▶ Exercise details
List each line of the entries that contains the string "arbor".

▶ Extracted entries
★ ★ ★ ★ ★ ★ ★

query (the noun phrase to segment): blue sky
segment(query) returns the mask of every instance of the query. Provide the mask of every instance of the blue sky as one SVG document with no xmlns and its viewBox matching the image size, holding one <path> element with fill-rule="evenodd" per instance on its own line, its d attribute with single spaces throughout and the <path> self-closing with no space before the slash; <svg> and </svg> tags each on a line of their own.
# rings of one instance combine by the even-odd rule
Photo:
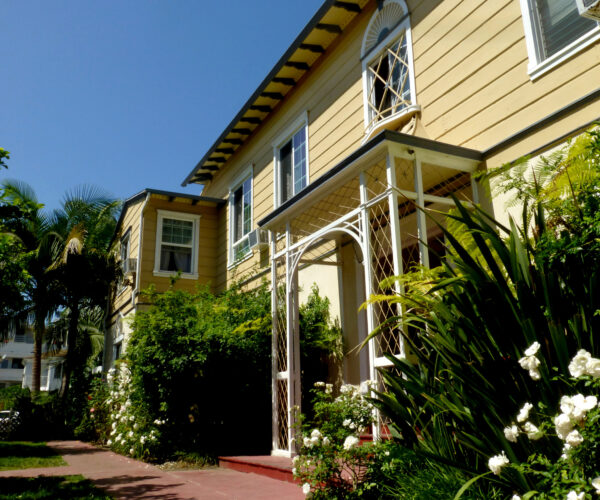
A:
<svg viewBox="0 0 600 500">
<path fill-rule="evenodd" d="M 322 0 L 2 0 L 0 180 L 48 208 L 181 182 Z"/>
</svg>

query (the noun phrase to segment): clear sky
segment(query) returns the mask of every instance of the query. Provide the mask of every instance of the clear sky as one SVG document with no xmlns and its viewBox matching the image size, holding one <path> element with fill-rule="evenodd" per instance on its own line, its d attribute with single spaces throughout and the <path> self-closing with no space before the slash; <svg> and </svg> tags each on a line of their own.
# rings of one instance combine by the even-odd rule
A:
<svg viewBox="0 0 600 500">
<path fill-rule="evenodd" d="M 1 0 L 0 147 L 47 208 L 183 179 L 322 0 Z"/>
</svg>

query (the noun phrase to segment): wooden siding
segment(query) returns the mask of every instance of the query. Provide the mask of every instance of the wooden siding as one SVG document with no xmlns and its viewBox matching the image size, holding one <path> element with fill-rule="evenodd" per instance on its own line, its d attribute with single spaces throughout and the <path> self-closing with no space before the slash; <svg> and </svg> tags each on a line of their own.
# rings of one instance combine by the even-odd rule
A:
<svg viewBox="0 0 600 500">
<path fill-rule="evenodd" d="M 422 108 L 418 130 L 431 139 L 483 151 L 598 87 L 598 43 L 541 77 L 529 78 L 519 0 L 409 0 L 408 4 L 416 102 Z M 233 180 L 252 164 L 254 224 L 269 214 L 274 209 L 273 141 L 305 112 L 311 181 L 361 144 L 365 130 L 360 48 L 375 6 L 375 1 L 368 4 L 236 152 L 207 186 L 207 196 L 227 198 Z M 487 164 L 514 160 L 598 116 L 600 104 L 593 102 L 499 151 Z M 227 268 L 227 213 L 224 208 L 217 224 L 217 289 L 269 264 L 257 253 Z"/>
</svg>

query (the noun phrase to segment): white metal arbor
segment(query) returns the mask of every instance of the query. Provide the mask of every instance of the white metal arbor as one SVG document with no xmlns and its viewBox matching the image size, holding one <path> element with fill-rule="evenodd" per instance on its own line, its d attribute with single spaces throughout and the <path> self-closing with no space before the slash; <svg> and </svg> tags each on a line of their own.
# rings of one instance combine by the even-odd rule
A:
<svg viewBox="0 0 600 500">
<path fill-rule="evenodd" d="M 439 236 L 416 207 L 433 209 L 432 217 L 443 224 L 444 212 L 454 205 L 451 193 L 477 201 L 471 173 L 480 162 L 474 150 L 385 131 L 260 222 L 271 231 L 274 454 L 295 451 L 300 269 L 331 264 L 342 245 L 353 245 L 362 262 L 364 296 L 399 291 L 398 283 L 389 289 L 380 282 L 401 275 L 405 266 L 428 266 L 427 244 Z M 401 315 L 387 304 L 369 304 L 368 331 L 391 313 Z M 386 326 L 369 341 L 363 370 L 368 378 L 377 380 L 377 368 L 390 365 L 385 354 L 407 356 L 402 339 L 397 326 Z M 373 430 L 376 439 L 379 431 Z"/>
</svg>

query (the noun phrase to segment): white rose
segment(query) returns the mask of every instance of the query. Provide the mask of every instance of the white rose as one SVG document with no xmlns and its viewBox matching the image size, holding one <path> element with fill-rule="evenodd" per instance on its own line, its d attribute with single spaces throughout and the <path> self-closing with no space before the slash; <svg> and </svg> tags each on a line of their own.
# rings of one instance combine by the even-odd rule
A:
<svg viewBox="0 0 600 500">
<path fill-rule="evenodd" d="M 585 365 L 585 371 L 592 377 L 600 378 L 600 359 L 591 358 Z"/>
<path fill-rule="evenodd" d="M 567 435 L 573 430 L 571 418 L 565 413 L 561 413 L 557 417 L 554 417 L 554 427 L 556 428 L 556 434 L 563 441 L 567 439 Z"/>
<path fill-rule="evenodd" d="M 569 372 L 575 378 L 585 375 L 587 363 L 591 361 L 592 355 L 585 349 L 580 349 L 569 363 Z"/>
<path fill-rule="evenodd" d="M 517 422 L 525 422 L 529 418 L 529 412 L 532 408 L 533 405 L 531 403 L 525 403 L 517 415 Z"/>
<path fill-rule="evenodd" d="M 565 441 L 569 446 L 575 448 L 576 446 L 579 446 L 581 443 L 583 443 L 583 436 L 577 430 L 571 431 L 567 435 Z"/>
<path fill-rule="evenodd" d="M 344 441 L 344 450 L 350 450 L 360 443 L 360 439 L 356 436 L 348 436 Z"/>
<path fill-rule="evenodd" d="M 504 436 L 506 436 L 506 439 L 508 439 L 509 441 L 516 443 L 517 438 L 519 437 L 519 429 L 517 428 L 516 425 L 511 425 L 510 427 L 505 427 L 504 428 Z"/>
<path fill-rule="evenodd" d="M 509 461 L 504 452 L 502 452 L 500 455 L 494 455 L 493 457 L 491 457 L 488 460 L 488 467 L 497 476 L 500 475 L 500 471 L 502 470 L 502 467 L 504 467 L 505 465 L 508 465 L 508 464 L 509 464 Z"/>
</svg>

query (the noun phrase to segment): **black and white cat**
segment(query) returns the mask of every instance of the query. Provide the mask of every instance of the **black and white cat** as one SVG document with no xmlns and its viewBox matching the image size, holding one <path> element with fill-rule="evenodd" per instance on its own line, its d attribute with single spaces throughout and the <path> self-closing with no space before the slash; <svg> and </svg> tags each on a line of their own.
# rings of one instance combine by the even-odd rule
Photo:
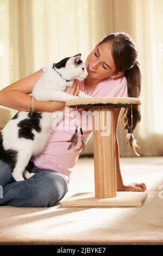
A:
<svg viewBox="0 0 163 256">
<path fill-rule="evenodd" d="M 78 96 L 67 93 L 75 78 L 82 81 L 88 75 L 81 55 L 65 58 L 47 69 L 35 84 L 32 95 L 36 100 L 47 101 L 91 97 L 80 90 Z M 20 111 L 0 132 L 0 159 L 12 166 L 16 181 L 24 179 L 23 174 L 29 161 L 46 146 L 53 130 L 52 115 L 52 113 L 41 112 L 31 115 L 28 112 Z M 53 129 L 54 125 L 53 122 Z M 26 178 L 34 174 L 27 170 L 25 173 Z"/>
</svg>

★ ★ ★ ★ ★ ★ ★

▶ Response
query (the noun phrase to segment): white metal arbor
segment(query) returns the mask of every instance of the query. Provide the mask of every instance of the white metal arbor as one SVG document with no xmlns and its viewBox matching the image size, holding one <path> element with fill-rule="evenodd" per instance on its own line, its d attribute with single spaces throughout and the <path> self-closing with no space before the slash; <svg> and </svg> tags each on a line of their own.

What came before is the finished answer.